--- BEGIN ---

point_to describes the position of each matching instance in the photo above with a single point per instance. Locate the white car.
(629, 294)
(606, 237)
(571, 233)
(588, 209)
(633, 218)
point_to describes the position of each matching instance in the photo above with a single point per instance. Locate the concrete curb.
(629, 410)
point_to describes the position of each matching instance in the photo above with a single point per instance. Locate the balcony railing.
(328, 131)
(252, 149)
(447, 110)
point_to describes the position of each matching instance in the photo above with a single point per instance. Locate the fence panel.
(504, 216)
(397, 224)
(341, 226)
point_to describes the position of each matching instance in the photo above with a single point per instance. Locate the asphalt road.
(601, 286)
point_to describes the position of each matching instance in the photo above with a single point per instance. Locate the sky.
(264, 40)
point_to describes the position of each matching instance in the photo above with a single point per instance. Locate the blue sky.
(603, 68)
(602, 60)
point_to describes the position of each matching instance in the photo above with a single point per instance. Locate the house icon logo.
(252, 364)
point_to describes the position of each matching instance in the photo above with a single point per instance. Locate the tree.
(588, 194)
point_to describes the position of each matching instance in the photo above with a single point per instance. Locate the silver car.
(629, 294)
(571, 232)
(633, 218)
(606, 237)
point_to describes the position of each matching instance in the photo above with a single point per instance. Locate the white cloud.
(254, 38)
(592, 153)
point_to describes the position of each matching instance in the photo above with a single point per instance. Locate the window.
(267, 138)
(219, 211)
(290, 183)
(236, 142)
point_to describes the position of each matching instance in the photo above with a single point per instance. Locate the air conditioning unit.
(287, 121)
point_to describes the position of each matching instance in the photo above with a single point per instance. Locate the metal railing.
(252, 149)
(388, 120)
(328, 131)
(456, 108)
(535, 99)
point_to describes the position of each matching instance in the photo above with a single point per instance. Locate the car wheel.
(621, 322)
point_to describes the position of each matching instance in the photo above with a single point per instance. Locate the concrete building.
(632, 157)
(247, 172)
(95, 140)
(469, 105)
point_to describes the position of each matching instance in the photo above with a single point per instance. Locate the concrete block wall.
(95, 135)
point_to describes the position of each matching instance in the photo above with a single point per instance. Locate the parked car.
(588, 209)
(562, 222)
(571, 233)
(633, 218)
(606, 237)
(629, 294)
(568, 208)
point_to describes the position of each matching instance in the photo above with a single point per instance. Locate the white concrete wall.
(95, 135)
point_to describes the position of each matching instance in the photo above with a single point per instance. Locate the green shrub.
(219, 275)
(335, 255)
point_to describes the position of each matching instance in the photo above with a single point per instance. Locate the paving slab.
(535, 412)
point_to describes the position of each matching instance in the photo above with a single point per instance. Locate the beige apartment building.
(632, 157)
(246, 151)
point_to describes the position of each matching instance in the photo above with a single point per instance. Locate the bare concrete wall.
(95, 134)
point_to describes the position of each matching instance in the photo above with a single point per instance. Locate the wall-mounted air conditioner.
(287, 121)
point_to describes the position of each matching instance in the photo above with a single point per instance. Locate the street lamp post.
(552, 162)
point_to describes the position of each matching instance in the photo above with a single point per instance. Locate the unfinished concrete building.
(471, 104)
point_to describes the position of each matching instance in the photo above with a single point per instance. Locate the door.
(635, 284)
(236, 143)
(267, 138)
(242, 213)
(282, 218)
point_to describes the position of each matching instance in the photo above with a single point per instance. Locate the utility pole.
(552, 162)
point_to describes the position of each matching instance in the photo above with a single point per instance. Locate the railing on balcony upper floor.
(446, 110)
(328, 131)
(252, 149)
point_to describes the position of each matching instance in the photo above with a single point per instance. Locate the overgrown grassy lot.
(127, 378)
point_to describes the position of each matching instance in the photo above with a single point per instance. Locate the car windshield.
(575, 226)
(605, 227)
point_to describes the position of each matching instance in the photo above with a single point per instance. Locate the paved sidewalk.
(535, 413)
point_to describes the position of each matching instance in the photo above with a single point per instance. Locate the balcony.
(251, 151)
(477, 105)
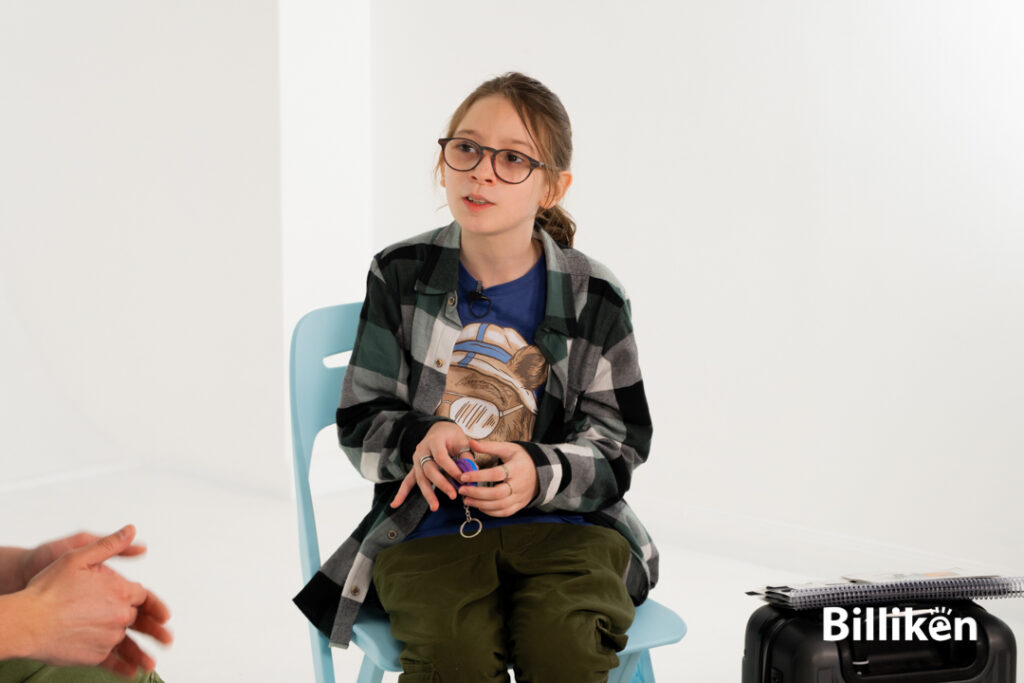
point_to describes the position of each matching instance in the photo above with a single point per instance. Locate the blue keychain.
(468, 465)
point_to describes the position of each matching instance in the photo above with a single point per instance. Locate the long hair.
(549, 128)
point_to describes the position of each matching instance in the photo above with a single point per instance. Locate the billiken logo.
(893, 624)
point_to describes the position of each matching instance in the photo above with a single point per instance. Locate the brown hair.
(543, 114)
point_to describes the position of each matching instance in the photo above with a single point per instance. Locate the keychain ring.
(462, 528)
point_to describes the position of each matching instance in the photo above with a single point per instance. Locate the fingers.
(426, 486)
(103, 549)
(126, 658)
(407, 485)
(504, 450)
(129, 651)
(153, 628)
(496, 501)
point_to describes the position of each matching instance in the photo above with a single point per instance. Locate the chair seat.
(653, 626)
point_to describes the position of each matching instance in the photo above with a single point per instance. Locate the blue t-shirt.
(496, 348)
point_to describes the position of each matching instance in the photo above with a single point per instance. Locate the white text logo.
(896, 624)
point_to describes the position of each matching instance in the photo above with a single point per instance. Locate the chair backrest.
(314, 390)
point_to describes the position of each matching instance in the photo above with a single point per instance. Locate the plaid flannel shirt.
(593, 425)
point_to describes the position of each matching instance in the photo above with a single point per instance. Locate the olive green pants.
(30, 671)
(548, 597)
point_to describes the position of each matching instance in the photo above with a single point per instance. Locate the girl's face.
(506, 209)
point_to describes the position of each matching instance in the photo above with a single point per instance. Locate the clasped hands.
(79, 609)
(514, 478)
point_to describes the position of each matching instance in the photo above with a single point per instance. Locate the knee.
(579, 647)
(464, 658)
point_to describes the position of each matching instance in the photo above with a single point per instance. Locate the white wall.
(327, 184)
(140, 241)
(816, 208)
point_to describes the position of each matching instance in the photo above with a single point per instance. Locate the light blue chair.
(314, 392)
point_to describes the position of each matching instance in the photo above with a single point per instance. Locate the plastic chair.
(314, 390)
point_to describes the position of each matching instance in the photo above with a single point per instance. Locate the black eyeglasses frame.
(494, 154)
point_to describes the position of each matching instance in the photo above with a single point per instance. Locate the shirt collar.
(439, 274)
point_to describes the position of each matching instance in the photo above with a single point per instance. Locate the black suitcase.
(788, 646)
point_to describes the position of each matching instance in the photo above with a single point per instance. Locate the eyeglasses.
(462, 154)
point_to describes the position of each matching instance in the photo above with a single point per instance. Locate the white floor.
(226, 562)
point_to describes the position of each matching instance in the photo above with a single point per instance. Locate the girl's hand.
(443, 441)
(515, 481)
(37, 559)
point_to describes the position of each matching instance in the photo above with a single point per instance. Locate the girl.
(494, 396)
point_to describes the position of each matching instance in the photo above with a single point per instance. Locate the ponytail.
(557, 222)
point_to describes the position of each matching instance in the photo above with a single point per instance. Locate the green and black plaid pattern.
(593, 425)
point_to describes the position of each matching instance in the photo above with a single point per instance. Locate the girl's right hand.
(443, 441)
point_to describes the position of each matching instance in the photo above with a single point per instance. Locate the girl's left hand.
(509, 494)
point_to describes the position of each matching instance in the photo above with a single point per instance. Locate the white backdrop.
(140, 268)
(814, 206)
(817, 210)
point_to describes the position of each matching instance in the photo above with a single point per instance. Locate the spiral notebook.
(884, 589)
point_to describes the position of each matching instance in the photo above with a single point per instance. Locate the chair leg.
(624, 672)
(369, 672)
(323, 662)
(645, 671)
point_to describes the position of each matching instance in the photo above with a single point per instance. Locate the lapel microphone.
(479, 303)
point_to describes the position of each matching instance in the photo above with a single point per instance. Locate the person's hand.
(515, 481)
(42, 556)
(80, 610)
(443, 441)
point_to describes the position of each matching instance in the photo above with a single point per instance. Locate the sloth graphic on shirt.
(492, 384)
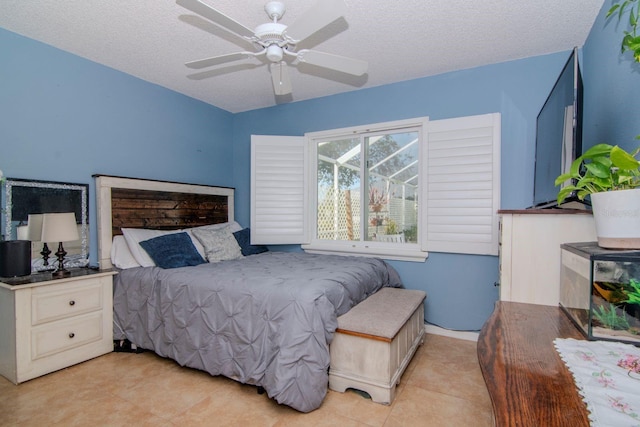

--- END ---

#### Goal
Pull out every line of the records that contains the word "plaid", copying each one in full.

#### Completed exercise
point_to describes the position of each matching instance in the photo above with a single point per instance. Locate the plaid flannel shirt.
point_to describes the position of each matching instance in the photo above with a single point per instance. Locate the green and black plaid pattern.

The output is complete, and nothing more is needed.